- Task description
Copy each line from the listing below where the word "target" shows up.

- Dataset records
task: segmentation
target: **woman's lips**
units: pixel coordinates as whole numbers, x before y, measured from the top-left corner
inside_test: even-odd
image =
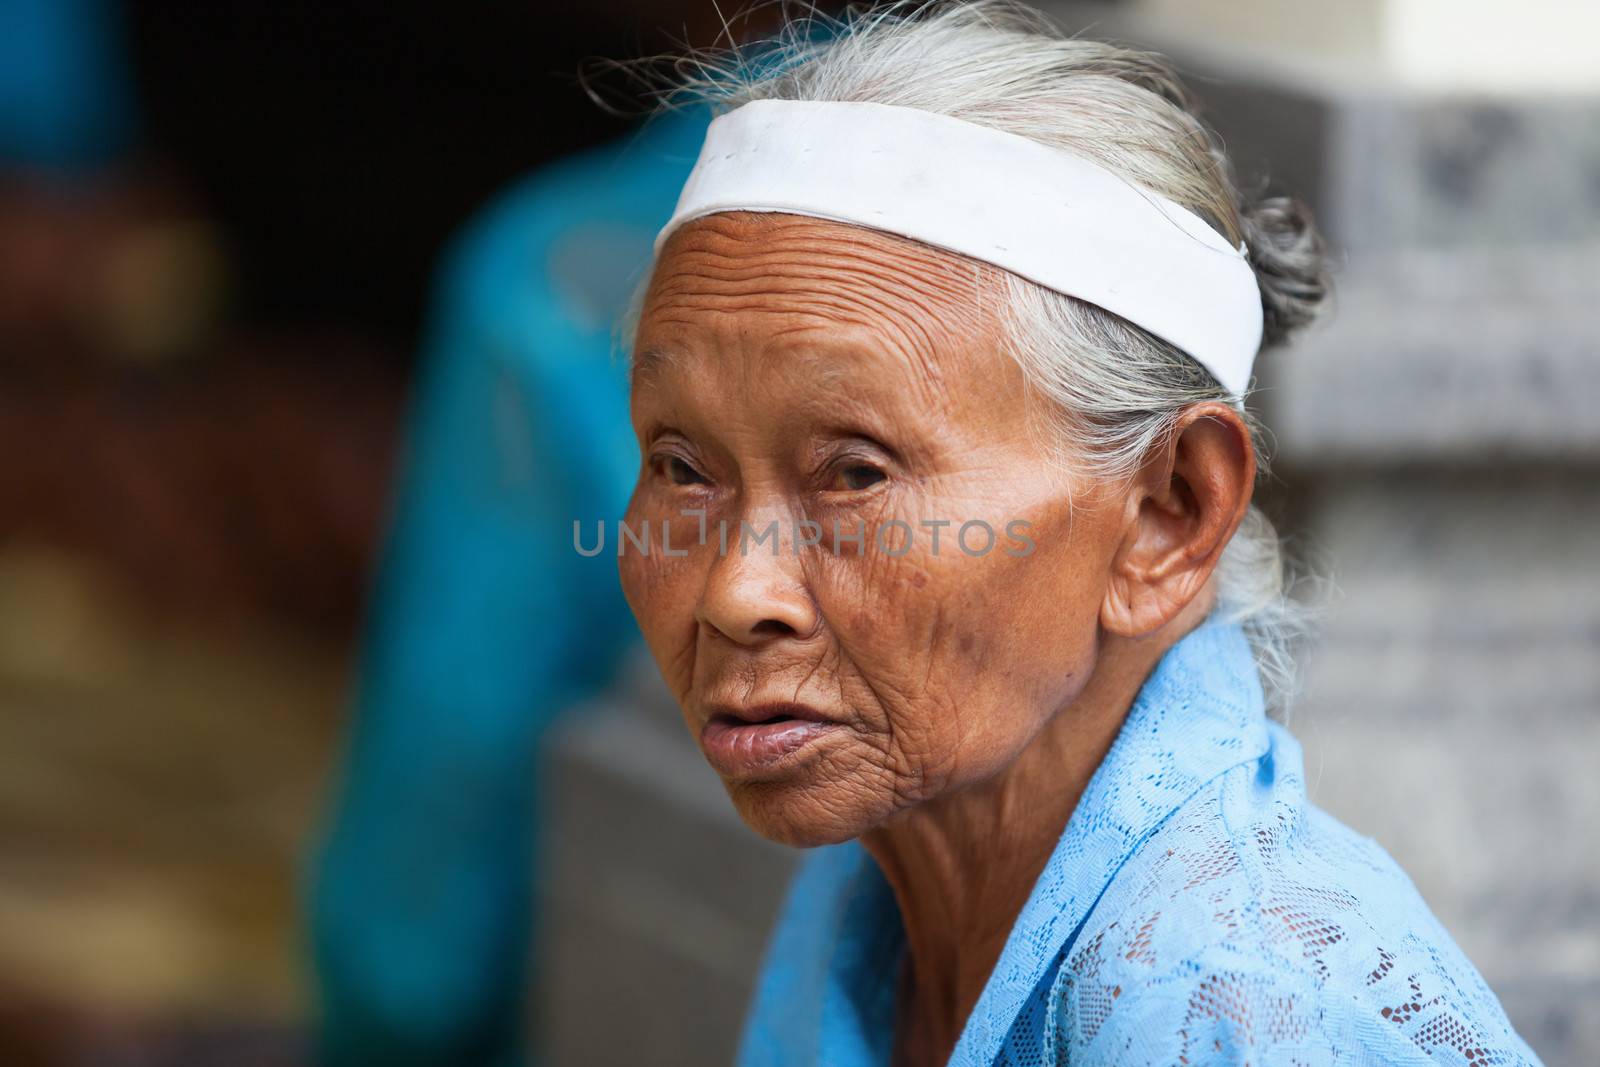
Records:
[[[747,778],[797,762],[801,749],[839,729],[839,723],[774,712],[756,719],[740,711],[713,715],[700,731],[700,748],[717,773]]]

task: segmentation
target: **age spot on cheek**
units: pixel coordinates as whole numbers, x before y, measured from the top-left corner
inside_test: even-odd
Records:
[[[959,650],[961,657],[971,664],[973,668],[978,670],[991,669],[989,661],[993,655],[994,646],[985,640],[983,635],[973,633],[971,630],[964,631],[956,638],[956,648]]]

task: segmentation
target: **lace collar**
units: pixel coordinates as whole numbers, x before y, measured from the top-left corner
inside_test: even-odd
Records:
[[[1167,651],[1140,689],[1018,914],[951,1063],[994,1061],[1128,857],[1203,785],[1259,759],[1268,743],[1249,641],[1238,626],[1207,620]]]

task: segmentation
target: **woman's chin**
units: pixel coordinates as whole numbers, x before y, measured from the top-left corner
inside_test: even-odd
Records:
[[[841,795],[837,786],[728,781],[723,785],[745,825],[767,840],[791,848],[850,841],[883,818],[862,811],[860,798]]]

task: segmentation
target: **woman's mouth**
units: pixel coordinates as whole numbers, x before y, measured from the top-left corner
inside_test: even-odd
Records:
[[[701,729],[700,748],[724,778],[751,778],[799,762],[840,725],[801,705],[721,710]]]

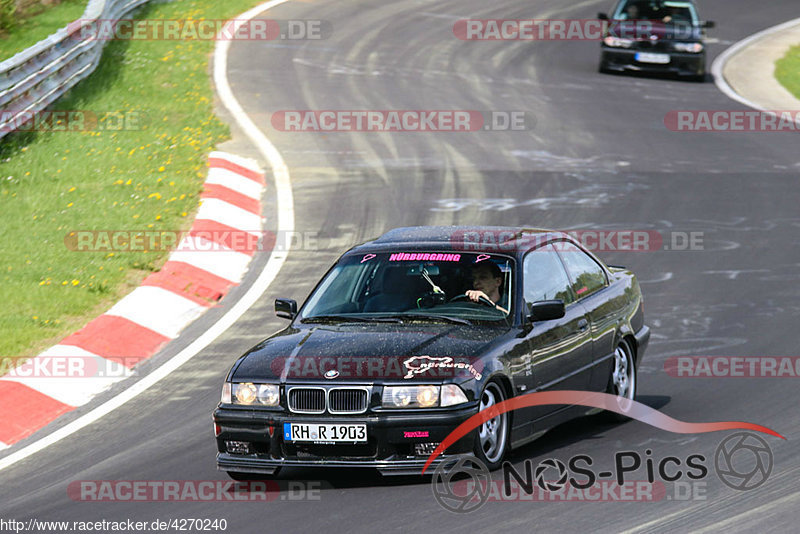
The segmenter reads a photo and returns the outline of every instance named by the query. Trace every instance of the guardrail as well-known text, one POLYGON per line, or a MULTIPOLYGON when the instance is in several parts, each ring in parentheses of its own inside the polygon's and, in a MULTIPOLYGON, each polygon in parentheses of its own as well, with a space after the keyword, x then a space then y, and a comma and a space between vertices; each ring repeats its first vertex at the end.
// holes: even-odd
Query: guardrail
POLYGON ((89 0, 83 16, 0 63, 0 138, 44 110, 100 63, 105 39, 84 39, 98 19, 119 19, 149 0, 89 0))

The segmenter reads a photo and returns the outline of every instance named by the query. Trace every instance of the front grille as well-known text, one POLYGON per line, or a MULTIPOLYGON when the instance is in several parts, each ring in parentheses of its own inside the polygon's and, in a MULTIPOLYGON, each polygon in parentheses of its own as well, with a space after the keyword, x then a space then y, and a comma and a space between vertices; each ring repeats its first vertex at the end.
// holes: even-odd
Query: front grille
POLYGON ((295 413, 324 413, 325 390, 323 388, 291 388, 289 409, 295 413))
POLYGON ((369 395, 365 389, 337 388, 328 392, 328 411, 336 414, 367 411, 369 395))

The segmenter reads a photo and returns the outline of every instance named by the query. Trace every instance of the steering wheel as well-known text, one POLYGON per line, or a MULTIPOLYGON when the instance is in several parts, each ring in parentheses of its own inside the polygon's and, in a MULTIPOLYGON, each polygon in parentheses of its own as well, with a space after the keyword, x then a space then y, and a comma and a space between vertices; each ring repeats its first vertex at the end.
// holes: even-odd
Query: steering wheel
MULTIPOLYGON (((457 300, 469 300, 470 302, 474 302, 471 298, 467 296, 466 293, 461 293, 460 295, 456 295, 455 297, 450 299, 450 302, 455 302, 457 300)), ((492 308, 496 307, 495 303, 487 299, 486 297, 478 297, 478 302, 486 306, 491 306, 492 308)))

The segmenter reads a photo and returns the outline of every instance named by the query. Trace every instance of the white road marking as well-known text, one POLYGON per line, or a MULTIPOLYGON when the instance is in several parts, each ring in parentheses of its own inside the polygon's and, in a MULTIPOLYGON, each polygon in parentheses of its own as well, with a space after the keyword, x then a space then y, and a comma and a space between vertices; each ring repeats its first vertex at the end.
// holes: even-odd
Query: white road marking
MULTIPOLYGON (((246 21, 249 21, 258 16, 263 11, 283 4, 288 0, 271 0, 265 2, 250 11, 247 11, 236 18, 233 22, 234 32, 246 21)), ((273 176, 275 179, 275 187, 278 199, 278 230, 281 232, 294 231, 294 200, 292 196, 292 184, 289 176, 289 169, 283 161, 283 158, 278 152, 278 149, 267 139, 267 137, 256 127, 250 117, 242 109, 236 97, 233 96, 230 84, 227 78, 227 64, 228 64, 228 50, 230 49, 230 41, 218 40, 217 47, 214 50, 214 82, 217 86, 217 94, 220 100, 228 108, 228 111, 233 115, 234 119, 239 126, 244 130, 251 141, 256 145, 261 154, 269 162, 272 167, 273 176)), ((154 384, 157 384, 163 378, 192 359, 201 350, 211 344, 217 337, 231 327, 256 301, 261 298, 261 295, 266 291, 269 285, 275 280, 283 263, 286 261, 286 256, 289 252, 289 244, 286 250, 280 252, 273 252, 267 261, 267 265, 256 281, 247 290, 239 301, 231 307, 228 312, 223 315, 219 321, 211 325, 211 327, 195 339, 188 347, 173 356, 169 361, 165 362, 161 367, 154 370, 152 373, 144 377, 142 380, 133 384, 130 388, 126 389, 113 399, 106 401, 92 411, 72 421, 71 423, 59 428, 55 432, 34 441, 30 445, 0 459, 0 470, 5 469, 20 460, 24 460, 29 456, 39 452, 40 450, 58 443, 67 436, 83 429, 84 427, 94 423, 104 415, 119 408, 129 400, 135 398, 143 391, 146 391, 154 384)), ((222 378, 220 377, 220 380, 222 378)), ((220 383, 221 387, 221 383, 220 383)))

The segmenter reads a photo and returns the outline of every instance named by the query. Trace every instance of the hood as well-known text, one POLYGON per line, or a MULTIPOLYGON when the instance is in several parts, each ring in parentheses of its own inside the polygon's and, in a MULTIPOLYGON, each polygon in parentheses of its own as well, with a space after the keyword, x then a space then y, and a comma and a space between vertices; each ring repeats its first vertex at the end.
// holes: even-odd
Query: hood
POLYGON ((701 41, 703 30, 688 22, 612 21, 608 35, 634 41, 701 41))
POLYGON ((290 327, 248 351, 234 366, 232 380, 352 383, 479 378, 481 357, 509 332, 505 326, 466 325, 290 327))

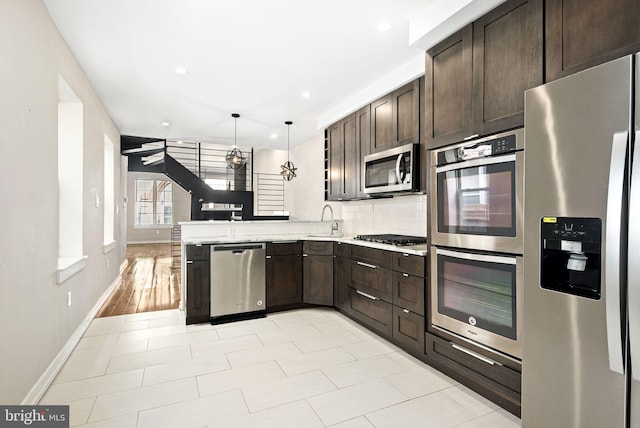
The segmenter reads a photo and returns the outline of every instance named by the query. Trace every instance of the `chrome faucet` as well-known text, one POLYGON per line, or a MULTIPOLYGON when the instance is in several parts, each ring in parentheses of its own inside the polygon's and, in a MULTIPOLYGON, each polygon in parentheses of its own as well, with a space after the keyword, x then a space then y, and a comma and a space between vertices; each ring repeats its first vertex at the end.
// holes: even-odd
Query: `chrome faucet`
POLYGON ((320 221, 324 221, 324 211, 327 208, 329 208, 329 211, 331 211, 331 234, 333 235, 333 231, 338 230, 338 225, 333 224, 333 207, 331 205, 325 204, 324 207, 322 207, 322 215, 320 216, 320 221))

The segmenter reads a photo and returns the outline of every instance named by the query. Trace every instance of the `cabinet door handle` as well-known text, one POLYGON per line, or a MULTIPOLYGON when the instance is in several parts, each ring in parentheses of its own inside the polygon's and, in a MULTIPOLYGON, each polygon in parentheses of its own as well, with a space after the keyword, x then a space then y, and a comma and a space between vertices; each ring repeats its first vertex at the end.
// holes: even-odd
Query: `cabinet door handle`
POLYGON ((272 244, 295 244, 298 241, 273 241, 272 244))
POLYGON ((408 273, 403 273, 402 276, 404 276, 405 278, 408 278, 409 274, 408 273))
POLYGON ((409 309, 403 309, 402 312, 404 312, 405 314, 408 314, 411 311, 409 309))
POLYGON ((455 343, 452 343, 451 347, 454 348, 454 349, 457 349, 460 352, 464 352, 465 354, 470 355, 473 358, 477 358, 478 360, 483 361, 483 362, 485 362, 487 364, 491 364, 492 366, 495 366, 496 364, 498 364, 500 366, 502 365, 502 364, 500 364, 500 363, 498 363, 496 361, 493 361, 491 358, 487 358, 484 355, 478 354, 477 352, 473 352, 470 349, 463 348, 462 346, 456 345, 455 343))
POLYGON ((303 254, 302 257, 309 257, 309 254, 303 254))
POLYGON ((270 258, 271 258, 271 256, 265 256, 265 259, 270 259, 270 258))
POLYGON ((190 265, 193 263, 193 260, 187 260, 187 264, 190 265))
POLYGON ((378 299, 376 296, 372 296, 371 294, 367 294, 367 293, 363 293, 362 291, 358 291, 356 290, 356 293, 358 293, 359 295, 366 297, 367 299, 371 299, 371 300, 380 300, 378 299))
POLYGON ((368 267, 371 269, 376 269, 378 267, 376 265, 370 265, 369 263, 364 263, 364 262, 356 262, 356 264, 359 264, 360 266, 368 267))
POLYGON ((478 136, 478 134, 469 135, 468 137, 465 137, 462 141, 467 141, 467 140, 470 140, 472 138, 476 138, 477 136, 478 136))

- Solution to the problem
target: **woman's lips**
target: **age spot on cheek**
target: **lace collar**
target: **woman's chin**
target: **woman's mouth**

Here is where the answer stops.